(모음집에 저장된 항목)
* * *

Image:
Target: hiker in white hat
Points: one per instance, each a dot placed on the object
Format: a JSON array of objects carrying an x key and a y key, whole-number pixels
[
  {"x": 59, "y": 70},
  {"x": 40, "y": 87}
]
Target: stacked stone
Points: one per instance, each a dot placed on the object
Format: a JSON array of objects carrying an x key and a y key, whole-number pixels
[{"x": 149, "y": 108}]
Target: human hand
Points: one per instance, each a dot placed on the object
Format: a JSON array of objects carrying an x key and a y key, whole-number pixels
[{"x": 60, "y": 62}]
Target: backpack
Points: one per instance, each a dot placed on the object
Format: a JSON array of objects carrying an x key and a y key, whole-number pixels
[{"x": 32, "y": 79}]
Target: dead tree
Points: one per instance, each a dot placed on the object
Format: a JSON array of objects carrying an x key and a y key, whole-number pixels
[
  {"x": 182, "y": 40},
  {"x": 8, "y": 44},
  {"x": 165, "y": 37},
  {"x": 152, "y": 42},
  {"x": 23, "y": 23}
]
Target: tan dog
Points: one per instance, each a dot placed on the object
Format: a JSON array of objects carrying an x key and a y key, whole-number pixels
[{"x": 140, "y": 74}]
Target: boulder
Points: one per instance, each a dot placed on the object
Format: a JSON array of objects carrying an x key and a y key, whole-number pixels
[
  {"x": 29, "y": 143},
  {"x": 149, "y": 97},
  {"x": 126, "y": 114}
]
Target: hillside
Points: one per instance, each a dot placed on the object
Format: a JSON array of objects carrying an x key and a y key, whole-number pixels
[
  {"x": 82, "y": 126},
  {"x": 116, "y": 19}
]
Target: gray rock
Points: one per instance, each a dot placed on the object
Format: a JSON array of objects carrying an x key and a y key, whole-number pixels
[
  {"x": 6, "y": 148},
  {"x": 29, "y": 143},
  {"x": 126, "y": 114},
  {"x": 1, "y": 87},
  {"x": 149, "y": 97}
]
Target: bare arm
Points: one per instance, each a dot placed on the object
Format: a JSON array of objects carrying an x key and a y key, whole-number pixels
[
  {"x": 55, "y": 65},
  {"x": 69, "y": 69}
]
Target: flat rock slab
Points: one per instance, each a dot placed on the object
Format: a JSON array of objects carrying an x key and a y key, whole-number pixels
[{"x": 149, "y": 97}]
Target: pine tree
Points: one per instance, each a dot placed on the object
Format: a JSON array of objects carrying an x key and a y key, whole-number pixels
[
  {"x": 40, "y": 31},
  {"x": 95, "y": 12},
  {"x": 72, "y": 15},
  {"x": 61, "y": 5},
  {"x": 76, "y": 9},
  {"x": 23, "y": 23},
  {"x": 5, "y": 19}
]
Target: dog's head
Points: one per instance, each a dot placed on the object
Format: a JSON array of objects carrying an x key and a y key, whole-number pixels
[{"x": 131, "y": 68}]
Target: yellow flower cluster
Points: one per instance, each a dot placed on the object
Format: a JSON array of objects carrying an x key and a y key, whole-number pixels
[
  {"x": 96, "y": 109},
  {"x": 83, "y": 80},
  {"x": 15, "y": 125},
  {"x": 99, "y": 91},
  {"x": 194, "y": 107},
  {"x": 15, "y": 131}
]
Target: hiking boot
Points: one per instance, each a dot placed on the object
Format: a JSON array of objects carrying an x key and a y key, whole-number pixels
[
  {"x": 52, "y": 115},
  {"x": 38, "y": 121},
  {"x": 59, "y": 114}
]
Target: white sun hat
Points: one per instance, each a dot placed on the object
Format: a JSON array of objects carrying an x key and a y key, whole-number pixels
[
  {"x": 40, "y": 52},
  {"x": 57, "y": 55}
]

* * *

_작업 안내_.
위에 있는 행을 처음부터 끝까지 한 글자도 바꾸지 말고 똑같이 다시 적어 주세요.

_전체 답변_.
Image:
Target: hiker in white hat
Points: one per instance, each a dot placed on the object
Format: a JSON array of objects carrying an x key and a y key, whole-number pixels
[
  {"x": 59, "y": 70},
  {"x": 40, "y": 87}
]
Target: stacked stone
Points: one per instance, each a dot placed on the object
Format: a JSON array of objects carrying an x key and a y key, whole-number pixels
[{"x": 149, "y": 108}]
Target: human hand
Points: one per instance, each a dot placed on the object
Format: a JSON array of objects carrying an x key and a y key, whole-number pixels
[{"x": 60, "y": 62}]
Target: backpack
Points: one per instance, each a dot placed on the object
Format: a JSON array of objects carrying an x key and a y key, whole-number pixels
[{"x": 32, "y": 79}]
Target: dead tree
Points: one per instance, each a dot placed on the object
Format: a JSON array of objects carrying an x key and a y key, whole-number pixels
[
  {"x": 182, "y": 40},
  {"x": 8, "y": 44},
  {"x": 165, "y": 37},
  {"x": 152, "y": 42},
  {"x": 23, "y": 23}
]
Target: tan dog
Points: one per instance, each a dot placed on the object
Format: a JSON array of objects carrying an x key and a y key, whole-number pixels
[{"x": 140, "y": 74}]
Target: boulder
Points: one per instance, each a dot placed on the object
Format: a JSON array of objects carrying an x key and a y key, whole-number pixels
[
  {"x": 29, "y": 143},
  {"x": 149, "y": 97},
  {"x": 126, "y": 114}
]
Target: hillside
Points: one per instance, each a dot placed on the object
Format: a JSON array of objects carrying an x key and a y key, whole-number pixels
[
  {"x": 82, "y": 126},
  {"x": 116, "y": 19}
]
Target: gray rock
Points: one per instance, each a dot placed on the object
Format: a JSON array of objects carrying an x key and a y key, whole-number pixels
[
  {"x": 6, "y": 148},
  {"x": 29, "y": 143},
  {"x": 126, "y": 114},
  {"x": 1, "y": 87},
  {"x": 149, "y": 97}
]
Target: bare arm
Points: one per instance, each a dot placed on the object
Format: a JSON array of objects carrying an x key and a y key, whole-number pixels
[
  {"x": 55, "y": 65},
  {"x": 69, "y": 69}
]
Target: flat rock slab
Points: one per instance, each a dot placed on the object
Format: a JSON array of objects carrying an x key and a y key, whole-number pixels
[{"x": 149, "y": 97}]
Target: pine tree
Points: one per instance, each a dot placed on the object
Format: a JSON array of objects carrying an x key and a y key, whole-number pixels
[
  {"x": 40, "y": 31},
  {"x": 95, "y": 12},
  {"x": 72, "y": 15},
  {"x": 61, "y": 5},
  {"x": 76, "y": 9},
  {"x": 23, "y": 23},
  {"x": 5, "y": 19}
]
Target: dog's head
Points: one per instance, each a dot placed on the object
Format: a JSON array of objects carrying an x key and a y key, whole-number pixels
[{"x": 131, "y": 68}]
Target: yellow flower cluster
Points: one per instance, each a dot placed on the object
Format: a JSON array of objects carrying an x key and a y key, whole-number pixels
[
  {"x": 96, "y": 109},
  {"x": 83, "y": 80},
  {"x": 15, "y": 125},
  {"x": 99, "y": 91},
  {"x": 194, "y": 107},
  {"x": 15, "y": 131}
]
Target: hiking boot
Points: one per instance, each a dot placed on the object
Format: a JSON array of objects carrying an x key and a y key, whole-number pixels
[
  {"x": 52, "y": 115},
  {"x": 38, "y": 121},
  {"x": 59, "y": 114}
]
Target: white sun hat
Points: one per instance, each a dot placed on the object
Format: a JSON array of objects carrying an x key and a y key, whole-number pixels
[
  {"x": 40, "y": 52},
  {"x": 57, "y": 55}
]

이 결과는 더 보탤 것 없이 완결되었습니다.